- **Items from a labeling collection**
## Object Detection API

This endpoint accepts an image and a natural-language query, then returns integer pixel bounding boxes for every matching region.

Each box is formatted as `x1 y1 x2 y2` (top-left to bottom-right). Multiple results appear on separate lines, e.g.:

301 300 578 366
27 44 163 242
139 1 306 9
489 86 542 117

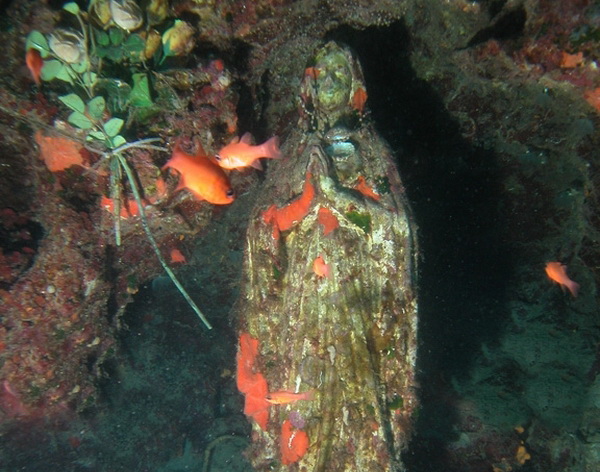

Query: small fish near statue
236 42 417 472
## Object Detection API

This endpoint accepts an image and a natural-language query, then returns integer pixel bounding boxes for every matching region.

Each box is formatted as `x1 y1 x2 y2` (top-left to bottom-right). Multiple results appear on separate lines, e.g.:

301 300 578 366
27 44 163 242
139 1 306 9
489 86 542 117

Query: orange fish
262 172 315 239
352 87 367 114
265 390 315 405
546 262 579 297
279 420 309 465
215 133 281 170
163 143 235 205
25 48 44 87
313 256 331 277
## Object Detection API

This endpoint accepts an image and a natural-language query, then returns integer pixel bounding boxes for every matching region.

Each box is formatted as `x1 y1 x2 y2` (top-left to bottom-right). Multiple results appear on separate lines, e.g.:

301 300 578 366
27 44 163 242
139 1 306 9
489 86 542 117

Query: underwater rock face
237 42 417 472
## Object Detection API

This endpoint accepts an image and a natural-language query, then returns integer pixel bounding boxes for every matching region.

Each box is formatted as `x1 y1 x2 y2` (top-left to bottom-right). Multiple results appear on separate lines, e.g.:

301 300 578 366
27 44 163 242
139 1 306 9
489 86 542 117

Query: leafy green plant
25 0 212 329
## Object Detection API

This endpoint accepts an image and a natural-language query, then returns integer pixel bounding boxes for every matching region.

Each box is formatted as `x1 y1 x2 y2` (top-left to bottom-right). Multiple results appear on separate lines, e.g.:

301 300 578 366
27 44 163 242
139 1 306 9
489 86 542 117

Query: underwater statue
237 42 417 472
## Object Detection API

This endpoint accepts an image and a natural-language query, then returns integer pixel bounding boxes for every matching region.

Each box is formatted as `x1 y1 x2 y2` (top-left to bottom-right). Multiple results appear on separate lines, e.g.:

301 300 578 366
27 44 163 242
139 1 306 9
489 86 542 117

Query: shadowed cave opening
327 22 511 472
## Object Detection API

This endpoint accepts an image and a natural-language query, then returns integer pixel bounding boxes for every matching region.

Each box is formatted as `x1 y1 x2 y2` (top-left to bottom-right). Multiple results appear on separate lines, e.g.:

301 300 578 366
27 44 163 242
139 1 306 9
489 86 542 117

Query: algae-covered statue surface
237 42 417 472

==

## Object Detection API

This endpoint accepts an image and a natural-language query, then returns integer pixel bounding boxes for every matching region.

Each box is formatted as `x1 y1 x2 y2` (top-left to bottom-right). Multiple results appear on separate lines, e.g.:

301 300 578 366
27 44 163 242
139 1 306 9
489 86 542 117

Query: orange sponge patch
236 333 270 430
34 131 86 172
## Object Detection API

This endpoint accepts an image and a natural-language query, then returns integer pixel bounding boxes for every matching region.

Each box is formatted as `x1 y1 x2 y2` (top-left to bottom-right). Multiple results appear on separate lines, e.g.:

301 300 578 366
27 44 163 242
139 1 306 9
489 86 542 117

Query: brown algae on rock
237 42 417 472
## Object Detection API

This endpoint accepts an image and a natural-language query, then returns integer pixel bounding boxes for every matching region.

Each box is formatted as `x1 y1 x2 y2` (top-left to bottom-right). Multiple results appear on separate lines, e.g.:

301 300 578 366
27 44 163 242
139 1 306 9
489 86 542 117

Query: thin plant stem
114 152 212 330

- **Exercise**
List every line in the listing that contains the string "statue". Case counts.

- **Solution for this problem**
Query: small fish near statue
Query: underwater statue
Query: algae-covered statue surface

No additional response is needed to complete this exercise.